◆ **Given exercise**
Rewrite the records below with "pin" swapped for "marker" and every other line left intact. Omit the pictures from your answer.
====== Input material
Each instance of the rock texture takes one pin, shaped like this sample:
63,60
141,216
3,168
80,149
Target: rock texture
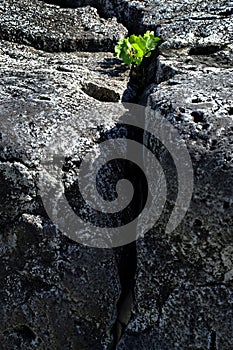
============
◆ **Written solution**
Each instance of the rock texture takes one marker, shaped like this sample:
63,60
141,216
3,168
80,149
Target: rock texture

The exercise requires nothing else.